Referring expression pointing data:
BEGIN

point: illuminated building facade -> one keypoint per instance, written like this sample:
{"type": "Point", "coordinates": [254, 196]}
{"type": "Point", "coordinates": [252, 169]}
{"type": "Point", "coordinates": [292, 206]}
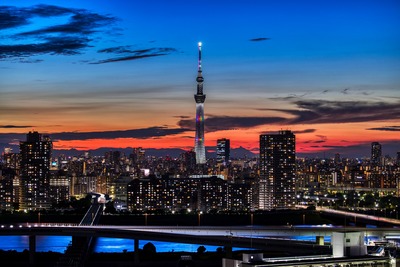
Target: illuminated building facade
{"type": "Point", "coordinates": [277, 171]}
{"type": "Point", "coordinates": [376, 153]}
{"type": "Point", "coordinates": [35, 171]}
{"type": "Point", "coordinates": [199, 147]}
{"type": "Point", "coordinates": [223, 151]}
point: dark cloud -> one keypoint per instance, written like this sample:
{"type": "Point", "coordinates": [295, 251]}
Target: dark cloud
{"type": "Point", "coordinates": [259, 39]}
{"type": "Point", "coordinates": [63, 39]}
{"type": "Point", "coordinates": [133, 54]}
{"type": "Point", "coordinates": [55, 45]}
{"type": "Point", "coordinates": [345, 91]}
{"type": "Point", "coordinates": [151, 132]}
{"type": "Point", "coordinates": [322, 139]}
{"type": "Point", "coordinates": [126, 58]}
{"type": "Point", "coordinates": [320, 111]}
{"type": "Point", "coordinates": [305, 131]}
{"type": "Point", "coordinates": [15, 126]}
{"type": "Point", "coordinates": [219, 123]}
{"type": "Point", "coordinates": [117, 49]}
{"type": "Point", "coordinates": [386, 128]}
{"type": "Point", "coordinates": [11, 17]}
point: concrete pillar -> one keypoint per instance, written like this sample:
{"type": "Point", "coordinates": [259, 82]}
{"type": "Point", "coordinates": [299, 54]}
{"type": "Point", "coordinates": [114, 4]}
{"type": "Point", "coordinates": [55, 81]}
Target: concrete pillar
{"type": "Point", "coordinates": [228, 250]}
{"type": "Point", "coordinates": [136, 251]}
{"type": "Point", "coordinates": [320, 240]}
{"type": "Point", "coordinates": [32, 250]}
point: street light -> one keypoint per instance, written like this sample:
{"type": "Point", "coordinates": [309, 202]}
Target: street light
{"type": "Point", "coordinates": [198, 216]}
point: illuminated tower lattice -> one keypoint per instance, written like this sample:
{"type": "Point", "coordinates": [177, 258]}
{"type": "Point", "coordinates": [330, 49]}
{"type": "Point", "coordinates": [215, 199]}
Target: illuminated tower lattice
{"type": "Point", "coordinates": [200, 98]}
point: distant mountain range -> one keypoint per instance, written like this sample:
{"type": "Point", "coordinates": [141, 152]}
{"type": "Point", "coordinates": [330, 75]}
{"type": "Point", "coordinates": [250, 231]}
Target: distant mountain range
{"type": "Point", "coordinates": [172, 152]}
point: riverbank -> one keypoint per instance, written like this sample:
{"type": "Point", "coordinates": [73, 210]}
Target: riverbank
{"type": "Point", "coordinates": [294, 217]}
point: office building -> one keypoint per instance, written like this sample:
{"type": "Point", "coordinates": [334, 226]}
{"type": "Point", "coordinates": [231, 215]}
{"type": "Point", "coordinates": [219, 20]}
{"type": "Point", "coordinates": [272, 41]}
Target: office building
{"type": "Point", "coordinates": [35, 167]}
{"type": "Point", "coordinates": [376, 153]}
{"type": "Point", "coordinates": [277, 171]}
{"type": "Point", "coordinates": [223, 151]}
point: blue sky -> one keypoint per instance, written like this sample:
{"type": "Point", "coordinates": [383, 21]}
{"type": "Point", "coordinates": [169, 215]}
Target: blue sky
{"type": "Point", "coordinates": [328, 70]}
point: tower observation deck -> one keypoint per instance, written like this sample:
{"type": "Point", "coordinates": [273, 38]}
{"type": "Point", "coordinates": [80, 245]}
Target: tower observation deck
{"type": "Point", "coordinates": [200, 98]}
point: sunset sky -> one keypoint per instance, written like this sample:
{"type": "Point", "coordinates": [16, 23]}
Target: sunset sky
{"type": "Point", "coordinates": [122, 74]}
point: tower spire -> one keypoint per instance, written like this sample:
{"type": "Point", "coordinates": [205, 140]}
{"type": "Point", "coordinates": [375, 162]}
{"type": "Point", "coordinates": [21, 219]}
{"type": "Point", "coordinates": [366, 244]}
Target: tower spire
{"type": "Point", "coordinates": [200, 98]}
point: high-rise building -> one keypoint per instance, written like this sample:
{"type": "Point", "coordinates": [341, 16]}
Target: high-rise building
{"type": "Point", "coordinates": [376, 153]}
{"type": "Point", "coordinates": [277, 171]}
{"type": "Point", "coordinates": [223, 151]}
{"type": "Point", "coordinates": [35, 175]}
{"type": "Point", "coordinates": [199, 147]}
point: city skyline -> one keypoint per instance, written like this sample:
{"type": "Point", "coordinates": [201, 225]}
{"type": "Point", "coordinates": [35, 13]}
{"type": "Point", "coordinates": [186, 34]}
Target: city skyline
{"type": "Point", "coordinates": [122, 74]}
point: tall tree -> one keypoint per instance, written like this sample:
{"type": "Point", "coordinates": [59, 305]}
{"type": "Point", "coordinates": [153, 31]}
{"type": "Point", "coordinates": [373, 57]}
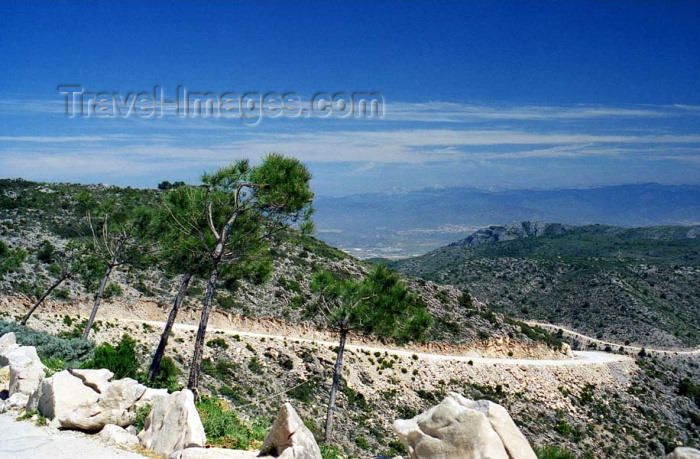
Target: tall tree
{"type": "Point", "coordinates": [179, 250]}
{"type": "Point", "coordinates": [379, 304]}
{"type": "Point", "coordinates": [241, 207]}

END

What you should do:
An exact restatement of the entries above is needed; no picture may appear in it.

Expected output:
point: illuminated building facade -> one keypoint per instance, written like this sample:
{"type": "Point", "coordinates": [254, 196]}
{"type": "Point", "coordinates": [252, 169]}
{"type": "Point", "coordinates": [292, 206]}
Target: illuminated building facade
{"type": "Point", "coordinates": [277, 171]}
{"type": "Point", "coordinates": [376, 153]}
{"type": "Point", "coordinates": [35, 171]}
{"type": "Point", "coordinates": [199, 147]}
{"type": "Point", "coordinates": [223, 151]}
point: dark cloud -> one keypoint per instance, written like this sample:
{"type": "Point", "coordinates": [295, 251]}
Target: dark cloud
{"type": "Point", "coordinates": [259, 39]}
{"type": "Point", "coordinates": [63, 39]}
{"type": "Point", "coordinates": [133, 54]}
{"type": "Point", "coordinates": [55, 45]}
{"type": "Point", "coordinates": [345, 91]}
{"type": "Point", "coordinates": [151, 132]}
{"type": "Point", "coordinates": [322, 139]}
{"type": "Point", "coordinates": [126, 58]}
{"type": "Point", "coordinates": [320, 111]}
{"type": "Point", "coordinates": [305, 131]}
{"type": "Point", "coordinates": [15, 126]}
{"type": "Point", "coordinates": [219, 123]}
{"type": "Point", "coordinates": [117, 49]}
{"type": "Point", "coordinates": [386, 128]}
{"type": "Point", "coordinates": [11, 17]}
point: concrete pillar -> one keypoint per instance, written like this sample:
{"type": "Point", "coordinates": [259, 82]}
{"type": "Point", "coordinates": [299, 54]}
{"type": "Point", "coordinates": [114, 4]}
{"type": "Point", "coordinates": [55, 81]}
Target: concrete pillar
{"type": "Point", "coordinates": [228, 250]}
{"type": "Point", "coordinates": [136, 251]}
{"type": "Point", "coordinates": [320, 240]}
{"type": "Point", "coordinates": [32, 250]}
point: street light -> one keypoint per instance, written like this sample:
{"type": "Point", "coordinates": [309, 202]}
Target: street light
{"type": "Point", "coordinates": [198, 216]}
point: illuminated tower lattice -> one keypoint per instance, written like this sample:
{"type": "Point", "coordinates": [177, 258]}
{"type": "Point", "coordinates": [330, 49]}
{"type": "Point", "coordinates": [215, 199]}
Target: illuminated tower lattice
{"type": "Point", "coordinates": [200, 98]}
point: distant mountain range -> one keypoint per instance, written like this sample:
{"type": "Point", "coordinates": [141, 152]}
{"type": "Point", "coordinates": [330, 75]}
{"type": "Point", "coordinates": [250, 231]}
Target: distant mountain range
{"type": "Point", "coordinates": [172, 152]}
point: riverbank -> one keypoint per instance, written like this sample:
{"type": "Point", "coordinates": [73, 210]}
Target: riverbank
{"type": "Point", "coordinates": [294, 217]}
point: office building -> one keypoint per instance, written like this sample:
{"type": "Point", "coordinates": [334, 226]}
{"type": "Point", "coordinates": [231, 215]}
{"type": "Point", "coordinates": [219, 20]}
{"type": "Point", "coordinates": [272, 41]}
Target: office building
{"type": "Point", "coordinates": [35, 167]}
{"type": "Point", "coordinates": [376, 153]}
{"type": "Point", "coordinates": [277, 171]}
{"type": "Point", "coordinates": [223, 151]}
point: blue sky -> one keypoint per instance, written like this sample:
{"type": "Point", "coordinates": [383, 21]}
{"type": "Point", "coordinates": [169, 215]}
Target: blue sky
{"type": "Point", "coordinates": [328, 70]}
point: tower observation deck -> one keypoint per instance, written like this sample:
{"type": "Point", "coordinates": [273, 38]}
{"type": "Point", "coordinates": [80, 245]}
Target: tower observation deck
{"type": "Point", "coordinates": [200, 98]}
point: sunset sky -> one keypoint per instance, written like this sample:
{"type": "Point", "coordinates": [16, 23]}
Target: sunset sky
{"type": "Point", "coordinates": [122, 74]}
point: tower spire -> one keypoint per instance, written like this sample:
{"type": "Point", "coordinates": [205, 140]}
{"type": "Point", "coordinates": [375, 162]}
{"type": "Point", "coordinates": [21, 219]}
{"type": "Point", "coordinates": [366, 244]}
Target: tower spire
{"type": "Point", "coordinates": [200, 98]}
point: high-rise building -> one keypoint per instance, written like this sample:
{"type": "Point", "coordinates": [341, 16]}
Target: high-rise building
{"type": "Point", "coordinates": [376, 153]}
{"type": "Point", "coordinates": [277, 171]}
{"type": "Point", "coordinates": [223, 151]}
{"type": "Point", "coordinates": [35, 175]}
{"type": "Point", "coordinates": [199, 147]}
point: city skyline -> one keypoint per instance, written like this sample:
{"type": "Point", "coordinates": [201, 225]}
{"type": "Point", "coordinates": [35, 13]}
{"type": "Point", "coordinates": [186, 34]}
Target: city skyline
{"type": "Point", "coordinates": [122, 74]}
point: tall tree -> one keypoint per instance, written like this sample:
{"type": "Point", "coordinates": [59, 305]}
{"type": "Point", "coordinates": [153, 31]}
{"type": "Point", "coordinates": [373, 57]}
Target: tall tree
{"type": "Point", "coordinates": [179, 250]}
{"type": "Point", "coordinates": [379, 304]}
{"type": "Point", "coordinates": [241, 207]}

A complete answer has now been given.